**How to complete this task**
Extract the lines from the first line of the records below through the line containing "instance, sample <point>303,571</point>.", inclusive, and reproduce them exactly as written.

**The input**
================================

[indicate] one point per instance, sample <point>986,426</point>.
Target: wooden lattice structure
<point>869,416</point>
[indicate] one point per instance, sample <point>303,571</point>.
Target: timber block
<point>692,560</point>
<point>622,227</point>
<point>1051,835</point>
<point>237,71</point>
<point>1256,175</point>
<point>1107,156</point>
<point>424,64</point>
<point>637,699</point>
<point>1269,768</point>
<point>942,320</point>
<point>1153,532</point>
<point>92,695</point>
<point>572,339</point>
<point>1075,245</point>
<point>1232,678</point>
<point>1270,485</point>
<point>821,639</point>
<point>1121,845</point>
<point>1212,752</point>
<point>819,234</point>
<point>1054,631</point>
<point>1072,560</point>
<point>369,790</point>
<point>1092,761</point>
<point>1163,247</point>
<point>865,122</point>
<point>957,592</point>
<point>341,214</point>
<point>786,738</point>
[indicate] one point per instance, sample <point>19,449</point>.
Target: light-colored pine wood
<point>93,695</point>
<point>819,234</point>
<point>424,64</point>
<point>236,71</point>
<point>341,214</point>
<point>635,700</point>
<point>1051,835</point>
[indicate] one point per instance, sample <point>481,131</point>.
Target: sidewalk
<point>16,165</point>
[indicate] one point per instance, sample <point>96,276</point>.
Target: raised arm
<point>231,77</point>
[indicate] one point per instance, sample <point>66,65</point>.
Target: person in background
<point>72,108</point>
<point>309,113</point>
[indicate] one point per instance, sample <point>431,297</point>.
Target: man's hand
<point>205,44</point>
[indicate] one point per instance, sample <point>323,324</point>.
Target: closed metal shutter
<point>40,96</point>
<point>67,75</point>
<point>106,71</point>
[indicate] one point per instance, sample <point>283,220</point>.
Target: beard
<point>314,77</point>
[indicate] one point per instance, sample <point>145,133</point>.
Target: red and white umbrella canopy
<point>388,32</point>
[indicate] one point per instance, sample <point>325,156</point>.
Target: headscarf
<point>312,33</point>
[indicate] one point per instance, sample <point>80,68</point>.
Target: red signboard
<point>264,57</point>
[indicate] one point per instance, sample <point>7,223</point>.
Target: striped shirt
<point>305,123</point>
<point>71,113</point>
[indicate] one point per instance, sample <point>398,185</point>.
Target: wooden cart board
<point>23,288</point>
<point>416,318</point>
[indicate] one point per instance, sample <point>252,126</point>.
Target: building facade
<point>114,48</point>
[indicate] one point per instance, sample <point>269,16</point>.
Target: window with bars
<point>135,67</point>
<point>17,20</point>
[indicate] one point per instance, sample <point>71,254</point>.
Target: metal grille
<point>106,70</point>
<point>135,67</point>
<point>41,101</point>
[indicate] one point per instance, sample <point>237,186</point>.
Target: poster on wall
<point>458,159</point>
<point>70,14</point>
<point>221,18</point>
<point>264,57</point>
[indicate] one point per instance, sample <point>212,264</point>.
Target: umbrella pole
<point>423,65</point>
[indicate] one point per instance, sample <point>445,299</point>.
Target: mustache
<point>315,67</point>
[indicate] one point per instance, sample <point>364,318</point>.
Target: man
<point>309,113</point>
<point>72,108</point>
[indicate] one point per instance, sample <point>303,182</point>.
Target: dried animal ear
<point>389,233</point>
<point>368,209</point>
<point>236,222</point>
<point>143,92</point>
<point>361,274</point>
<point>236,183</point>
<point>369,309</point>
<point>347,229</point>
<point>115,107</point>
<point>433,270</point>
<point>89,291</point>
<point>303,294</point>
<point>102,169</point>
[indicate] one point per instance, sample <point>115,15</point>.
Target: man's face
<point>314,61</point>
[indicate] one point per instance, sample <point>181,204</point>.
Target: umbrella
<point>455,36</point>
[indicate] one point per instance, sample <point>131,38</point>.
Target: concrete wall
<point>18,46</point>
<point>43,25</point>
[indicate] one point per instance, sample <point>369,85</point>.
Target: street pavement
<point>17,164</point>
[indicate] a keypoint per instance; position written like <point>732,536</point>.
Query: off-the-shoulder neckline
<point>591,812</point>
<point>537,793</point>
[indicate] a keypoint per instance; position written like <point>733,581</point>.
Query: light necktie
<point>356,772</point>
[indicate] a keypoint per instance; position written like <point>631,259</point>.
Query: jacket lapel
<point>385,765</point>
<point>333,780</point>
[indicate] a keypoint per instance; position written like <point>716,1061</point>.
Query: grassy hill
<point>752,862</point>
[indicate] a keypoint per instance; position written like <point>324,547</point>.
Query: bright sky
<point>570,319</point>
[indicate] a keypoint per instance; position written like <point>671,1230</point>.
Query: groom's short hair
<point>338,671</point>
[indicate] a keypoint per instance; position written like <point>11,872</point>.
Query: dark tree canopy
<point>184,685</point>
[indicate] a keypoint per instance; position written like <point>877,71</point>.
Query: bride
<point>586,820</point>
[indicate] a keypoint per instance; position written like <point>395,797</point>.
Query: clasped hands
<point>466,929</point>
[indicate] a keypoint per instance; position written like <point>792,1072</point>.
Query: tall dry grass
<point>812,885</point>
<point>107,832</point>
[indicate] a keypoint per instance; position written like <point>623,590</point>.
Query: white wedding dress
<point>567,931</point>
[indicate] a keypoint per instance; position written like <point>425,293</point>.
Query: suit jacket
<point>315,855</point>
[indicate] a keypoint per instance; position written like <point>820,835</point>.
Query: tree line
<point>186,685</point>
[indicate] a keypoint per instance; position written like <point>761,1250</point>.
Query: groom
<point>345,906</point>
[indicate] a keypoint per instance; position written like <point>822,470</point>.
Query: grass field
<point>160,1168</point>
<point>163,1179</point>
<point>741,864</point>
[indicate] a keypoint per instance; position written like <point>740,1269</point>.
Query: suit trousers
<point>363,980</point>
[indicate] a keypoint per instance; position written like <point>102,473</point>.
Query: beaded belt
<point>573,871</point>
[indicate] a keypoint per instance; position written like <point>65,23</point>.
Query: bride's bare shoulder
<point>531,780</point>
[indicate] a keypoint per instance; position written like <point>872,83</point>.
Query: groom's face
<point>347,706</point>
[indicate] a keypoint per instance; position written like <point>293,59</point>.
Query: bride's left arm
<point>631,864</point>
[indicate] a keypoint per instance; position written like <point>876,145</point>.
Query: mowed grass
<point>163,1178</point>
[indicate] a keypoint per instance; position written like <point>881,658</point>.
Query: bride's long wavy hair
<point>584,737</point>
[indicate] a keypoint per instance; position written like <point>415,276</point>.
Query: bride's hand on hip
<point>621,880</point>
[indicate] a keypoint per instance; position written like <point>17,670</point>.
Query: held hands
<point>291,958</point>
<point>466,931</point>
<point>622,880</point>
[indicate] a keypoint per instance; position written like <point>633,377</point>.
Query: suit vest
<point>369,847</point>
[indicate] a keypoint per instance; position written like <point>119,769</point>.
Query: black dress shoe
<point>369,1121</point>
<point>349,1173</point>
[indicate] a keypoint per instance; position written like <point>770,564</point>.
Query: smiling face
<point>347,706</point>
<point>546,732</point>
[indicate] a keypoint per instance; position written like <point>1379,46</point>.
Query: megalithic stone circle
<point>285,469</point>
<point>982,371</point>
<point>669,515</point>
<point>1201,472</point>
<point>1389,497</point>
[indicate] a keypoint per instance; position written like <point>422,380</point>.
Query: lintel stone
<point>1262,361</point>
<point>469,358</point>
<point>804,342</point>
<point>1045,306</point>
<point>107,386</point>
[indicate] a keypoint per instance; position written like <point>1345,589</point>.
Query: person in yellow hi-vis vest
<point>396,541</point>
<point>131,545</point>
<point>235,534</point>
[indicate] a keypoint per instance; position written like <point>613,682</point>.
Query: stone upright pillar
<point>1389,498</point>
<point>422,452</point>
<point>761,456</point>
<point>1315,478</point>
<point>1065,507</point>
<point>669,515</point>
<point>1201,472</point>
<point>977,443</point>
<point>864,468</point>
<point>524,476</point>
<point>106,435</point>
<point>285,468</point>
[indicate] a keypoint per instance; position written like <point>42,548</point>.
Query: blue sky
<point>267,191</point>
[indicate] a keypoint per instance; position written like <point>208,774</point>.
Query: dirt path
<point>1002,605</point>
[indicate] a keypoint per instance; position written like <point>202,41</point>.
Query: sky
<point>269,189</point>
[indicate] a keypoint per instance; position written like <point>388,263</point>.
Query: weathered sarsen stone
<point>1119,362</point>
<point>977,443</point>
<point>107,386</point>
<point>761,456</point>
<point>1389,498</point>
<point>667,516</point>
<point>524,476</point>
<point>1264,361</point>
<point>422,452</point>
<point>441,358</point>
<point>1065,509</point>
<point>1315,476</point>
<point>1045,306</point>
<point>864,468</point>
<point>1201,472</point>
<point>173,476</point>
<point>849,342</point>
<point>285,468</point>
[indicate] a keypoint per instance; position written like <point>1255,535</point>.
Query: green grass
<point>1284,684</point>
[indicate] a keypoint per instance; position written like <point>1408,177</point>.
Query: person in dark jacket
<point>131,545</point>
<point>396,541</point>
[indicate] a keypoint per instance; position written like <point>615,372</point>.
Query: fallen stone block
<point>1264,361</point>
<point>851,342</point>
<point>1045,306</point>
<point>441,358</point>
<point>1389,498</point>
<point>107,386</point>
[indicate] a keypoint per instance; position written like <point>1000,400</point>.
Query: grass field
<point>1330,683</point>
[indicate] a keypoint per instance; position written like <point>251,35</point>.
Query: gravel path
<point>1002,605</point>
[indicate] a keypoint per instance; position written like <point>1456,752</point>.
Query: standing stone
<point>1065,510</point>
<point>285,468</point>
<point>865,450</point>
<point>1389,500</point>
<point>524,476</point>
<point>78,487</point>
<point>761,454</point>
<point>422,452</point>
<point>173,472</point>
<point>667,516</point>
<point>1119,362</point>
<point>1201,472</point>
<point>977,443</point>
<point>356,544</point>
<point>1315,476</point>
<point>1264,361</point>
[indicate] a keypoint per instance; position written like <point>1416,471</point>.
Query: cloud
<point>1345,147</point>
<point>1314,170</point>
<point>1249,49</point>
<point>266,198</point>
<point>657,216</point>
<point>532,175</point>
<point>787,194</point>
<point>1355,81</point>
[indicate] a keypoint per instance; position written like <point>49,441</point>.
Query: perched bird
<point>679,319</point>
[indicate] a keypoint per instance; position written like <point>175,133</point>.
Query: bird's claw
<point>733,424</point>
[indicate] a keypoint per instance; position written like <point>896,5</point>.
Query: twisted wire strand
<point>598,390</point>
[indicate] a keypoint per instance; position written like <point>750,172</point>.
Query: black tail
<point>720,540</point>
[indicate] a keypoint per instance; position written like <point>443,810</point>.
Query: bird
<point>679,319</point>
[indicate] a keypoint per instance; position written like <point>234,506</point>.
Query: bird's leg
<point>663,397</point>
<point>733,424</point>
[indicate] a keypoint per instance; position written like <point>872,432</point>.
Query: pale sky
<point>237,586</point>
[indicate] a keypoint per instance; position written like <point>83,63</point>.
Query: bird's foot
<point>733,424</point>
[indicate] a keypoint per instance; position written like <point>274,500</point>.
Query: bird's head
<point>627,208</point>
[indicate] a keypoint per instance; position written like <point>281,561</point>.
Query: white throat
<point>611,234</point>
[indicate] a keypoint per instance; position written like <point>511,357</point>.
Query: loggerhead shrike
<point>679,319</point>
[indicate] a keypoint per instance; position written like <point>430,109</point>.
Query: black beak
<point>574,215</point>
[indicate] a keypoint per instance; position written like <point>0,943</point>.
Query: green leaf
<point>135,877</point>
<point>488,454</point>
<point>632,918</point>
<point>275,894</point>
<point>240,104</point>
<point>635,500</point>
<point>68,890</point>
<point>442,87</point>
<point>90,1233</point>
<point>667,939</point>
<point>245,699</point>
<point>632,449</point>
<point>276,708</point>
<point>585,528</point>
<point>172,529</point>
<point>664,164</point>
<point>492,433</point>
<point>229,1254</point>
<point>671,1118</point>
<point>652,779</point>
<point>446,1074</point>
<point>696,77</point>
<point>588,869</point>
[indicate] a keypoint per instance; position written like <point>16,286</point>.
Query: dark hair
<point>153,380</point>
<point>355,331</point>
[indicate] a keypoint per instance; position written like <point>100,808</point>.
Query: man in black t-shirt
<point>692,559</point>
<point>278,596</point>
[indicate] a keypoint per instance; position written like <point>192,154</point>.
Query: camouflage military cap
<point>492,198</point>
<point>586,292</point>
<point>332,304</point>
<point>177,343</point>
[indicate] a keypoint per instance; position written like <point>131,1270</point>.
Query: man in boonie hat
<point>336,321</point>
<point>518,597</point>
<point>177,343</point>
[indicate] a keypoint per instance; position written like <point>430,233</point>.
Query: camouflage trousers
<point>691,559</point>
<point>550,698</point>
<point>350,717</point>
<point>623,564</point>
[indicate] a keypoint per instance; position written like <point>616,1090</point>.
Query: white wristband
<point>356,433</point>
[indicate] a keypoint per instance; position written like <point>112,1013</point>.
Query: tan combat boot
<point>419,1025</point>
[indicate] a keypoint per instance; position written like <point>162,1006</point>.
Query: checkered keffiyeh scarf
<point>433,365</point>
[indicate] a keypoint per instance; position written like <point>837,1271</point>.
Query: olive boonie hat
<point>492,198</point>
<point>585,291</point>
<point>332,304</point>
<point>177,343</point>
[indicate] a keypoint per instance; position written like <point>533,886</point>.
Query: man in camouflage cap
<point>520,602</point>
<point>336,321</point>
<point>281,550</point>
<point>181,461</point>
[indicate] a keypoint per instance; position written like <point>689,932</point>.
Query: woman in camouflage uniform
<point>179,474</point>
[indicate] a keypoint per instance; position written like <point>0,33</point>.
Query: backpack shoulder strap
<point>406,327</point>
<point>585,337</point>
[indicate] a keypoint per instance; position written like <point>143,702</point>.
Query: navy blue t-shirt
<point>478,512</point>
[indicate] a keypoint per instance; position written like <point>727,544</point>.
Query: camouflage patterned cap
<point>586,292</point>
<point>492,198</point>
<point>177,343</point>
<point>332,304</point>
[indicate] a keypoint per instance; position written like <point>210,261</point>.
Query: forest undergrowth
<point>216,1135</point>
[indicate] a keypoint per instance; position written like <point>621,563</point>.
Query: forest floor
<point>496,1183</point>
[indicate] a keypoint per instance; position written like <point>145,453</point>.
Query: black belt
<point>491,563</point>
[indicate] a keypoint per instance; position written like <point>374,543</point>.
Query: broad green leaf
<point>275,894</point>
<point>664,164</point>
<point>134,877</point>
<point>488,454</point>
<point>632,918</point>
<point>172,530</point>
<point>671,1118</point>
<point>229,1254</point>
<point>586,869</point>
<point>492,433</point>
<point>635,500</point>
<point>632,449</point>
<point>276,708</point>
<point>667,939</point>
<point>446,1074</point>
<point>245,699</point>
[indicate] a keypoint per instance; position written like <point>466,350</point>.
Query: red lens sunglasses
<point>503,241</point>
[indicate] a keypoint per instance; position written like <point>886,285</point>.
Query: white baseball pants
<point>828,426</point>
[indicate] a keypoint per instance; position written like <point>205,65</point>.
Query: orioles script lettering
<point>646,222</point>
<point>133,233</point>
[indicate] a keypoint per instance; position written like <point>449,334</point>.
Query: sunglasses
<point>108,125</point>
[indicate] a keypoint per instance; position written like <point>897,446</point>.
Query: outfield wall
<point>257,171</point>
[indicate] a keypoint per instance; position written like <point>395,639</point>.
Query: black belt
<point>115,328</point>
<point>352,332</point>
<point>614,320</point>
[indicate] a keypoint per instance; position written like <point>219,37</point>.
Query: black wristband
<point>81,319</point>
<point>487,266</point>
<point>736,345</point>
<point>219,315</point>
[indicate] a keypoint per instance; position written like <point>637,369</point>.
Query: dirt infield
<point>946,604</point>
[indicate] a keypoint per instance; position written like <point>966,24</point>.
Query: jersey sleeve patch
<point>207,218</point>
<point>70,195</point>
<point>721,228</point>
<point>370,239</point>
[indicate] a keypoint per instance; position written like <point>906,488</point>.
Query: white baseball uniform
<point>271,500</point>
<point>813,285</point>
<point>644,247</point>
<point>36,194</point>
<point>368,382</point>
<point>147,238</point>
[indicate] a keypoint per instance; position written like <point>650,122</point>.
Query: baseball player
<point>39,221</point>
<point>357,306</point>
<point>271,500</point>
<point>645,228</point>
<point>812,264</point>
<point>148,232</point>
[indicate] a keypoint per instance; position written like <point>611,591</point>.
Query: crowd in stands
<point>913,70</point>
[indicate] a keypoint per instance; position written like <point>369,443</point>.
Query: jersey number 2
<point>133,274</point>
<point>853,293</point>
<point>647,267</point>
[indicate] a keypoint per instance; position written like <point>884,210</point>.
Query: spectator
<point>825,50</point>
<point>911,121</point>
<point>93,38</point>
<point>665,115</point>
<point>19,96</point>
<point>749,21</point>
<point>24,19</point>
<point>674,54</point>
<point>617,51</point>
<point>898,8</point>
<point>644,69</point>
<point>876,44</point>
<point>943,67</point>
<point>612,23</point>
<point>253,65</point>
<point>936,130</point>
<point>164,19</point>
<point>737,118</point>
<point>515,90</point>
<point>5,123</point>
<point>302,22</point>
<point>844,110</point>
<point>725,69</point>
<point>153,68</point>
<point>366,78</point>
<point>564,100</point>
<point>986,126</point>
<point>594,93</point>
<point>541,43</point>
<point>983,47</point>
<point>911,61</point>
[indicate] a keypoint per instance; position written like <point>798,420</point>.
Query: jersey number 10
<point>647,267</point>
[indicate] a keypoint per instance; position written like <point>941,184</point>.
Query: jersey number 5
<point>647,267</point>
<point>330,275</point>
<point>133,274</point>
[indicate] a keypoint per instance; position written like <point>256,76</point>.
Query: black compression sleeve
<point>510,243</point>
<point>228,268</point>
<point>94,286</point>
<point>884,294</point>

================================

**Task response**
[indicate] one point per instance, sample <point>986,426</point>.
Target: wooden lattice structure
<point>869,416</point>
[indicate] one point per instance, sample <point>303,571</point>.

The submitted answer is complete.